**What you need to do:**
In the text below, list the college classes or programs named in the paragraph that begins "On that day, in college classrooms across America."

──────── Given text ────────

The nurse had prescribed just the right medicine, but it didn’t come in a bottle or require a prescription. The healing offered was a lie, but it held in its invention a profound wisdom that my radiologist could not administer. Would the poem have shrunk my tumor? No. Did I not want a treatment plan guided by the latest in modern medicine, the result of careful study and years of research? Of course. I’ve heard it said that the arts and humanities are "nice to have" but not "need to have." Four years ago, I needed a doctor who could treat my cancer with the most effective medical protocol available, but I also needed someone who understood the emotional aspects of healing.
Nurses and secretaries, computer programmers and auto mechanics, clerks and case workers, managers and accountants, dental hygienists and police officers are more than just highly trained practitioners of skills learned at the community colleges that produce our work force. They are human beings who are as befuddled and pained and lost and lovely and generous and confused as the rest of us—those of us who, as students, because of family wealth or an innate doggedness, were shown the gifts that are given through encounters with our own creativity and with the creative spirit of humans throughout time.
In early December, my students and I discussed the Langston Hughes poem "Night Funeral in Harlem," published nearly 70 years ago, which I had put on the syllabus in August: "Who preached that / Black boy to his grave? … The street light / At his corner / Shined just like a tear— / That boy that they was mournin’ / Was so dear, so dear / To them folks that brought the flowers, / To that girl who paid the preacher man— / It was all their tears that made / That poor boy’s / Funeral grand."
On that day, in college classrooms across America, my colleagues in criminal justice might have been discussing with their students police-community relations and the line between enforcement and brutality. A class in the paralegal program might be focusing attention on the recent Supreme Court rulings. A sociology class could be studying institutionalized racism; and a U.S. history class might be connecting our country’s history of lynching to the events in Ferguson and Staten Island.
But in my class, we look at poetry and art as ways to understand the world. To imagine another’s grief, to find meaning in the incomprehensible, to ask unanswerable questions, to learn about how people have coped with what Armstrong calls "the problematic human predicament"—these are not only valuable but necessary. The why and how of meaning-making have changed very little over time. No one would choose a treatment for a life-threatening illness that was used in 1949, but a poem published in 1949 might very well be the medicine to, if not heal us, then at least help us cope, nurture in ourselves and others compassion and tolerance, and, finally, offer some hope for our troubled world.
That freshman saw something profoundly relevant about Thoreau, whose observations of the flora and fauna around Concord and records of the water temperatures of Walden Pond have proved invaluable to climate scientists today. Thoreau was a citizen-scientist as well as a poet. His ideas, metaphors, and descriptions of the natural world, his call to live deliberately and simply and to stand up to injustice are hard to measure and quantify—but they continue to inspire us, to help us make meaning and to cope.
A healthy mixture of the analytical and creative. We need both.
Michelle Valois is a professor of English and chair of liberal arts and sciences and general studies at Mount Wachusett Community College.

──────── Information given ────────

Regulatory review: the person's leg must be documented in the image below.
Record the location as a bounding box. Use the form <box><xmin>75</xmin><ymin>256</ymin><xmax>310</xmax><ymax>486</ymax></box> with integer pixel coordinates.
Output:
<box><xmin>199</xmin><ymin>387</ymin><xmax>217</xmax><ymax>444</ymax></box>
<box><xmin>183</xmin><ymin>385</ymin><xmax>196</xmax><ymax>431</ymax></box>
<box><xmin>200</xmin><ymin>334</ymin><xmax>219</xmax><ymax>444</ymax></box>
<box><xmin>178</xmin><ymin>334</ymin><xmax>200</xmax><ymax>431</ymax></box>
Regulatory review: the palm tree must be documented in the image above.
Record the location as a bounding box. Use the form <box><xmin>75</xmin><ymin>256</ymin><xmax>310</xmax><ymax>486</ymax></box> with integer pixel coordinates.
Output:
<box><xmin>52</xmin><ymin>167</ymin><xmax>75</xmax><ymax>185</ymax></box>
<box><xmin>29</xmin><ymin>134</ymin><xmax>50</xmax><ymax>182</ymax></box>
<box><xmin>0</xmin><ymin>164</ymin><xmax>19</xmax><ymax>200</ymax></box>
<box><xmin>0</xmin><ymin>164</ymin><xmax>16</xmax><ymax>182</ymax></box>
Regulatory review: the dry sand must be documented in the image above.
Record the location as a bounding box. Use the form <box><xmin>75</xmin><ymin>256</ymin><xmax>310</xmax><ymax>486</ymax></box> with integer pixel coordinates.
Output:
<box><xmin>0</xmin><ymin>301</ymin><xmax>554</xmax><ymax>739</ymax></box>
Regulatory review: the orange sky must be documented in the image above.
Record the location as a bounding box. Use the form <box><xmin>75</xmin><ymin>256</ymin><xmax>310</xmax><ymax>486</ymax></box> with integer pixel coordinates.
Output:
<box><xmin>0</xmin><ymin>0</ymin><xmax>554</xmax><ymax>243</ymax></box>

────────

**Task answer:**
- Criminal justice
- Paralegal program
- Sociology
- U.S. history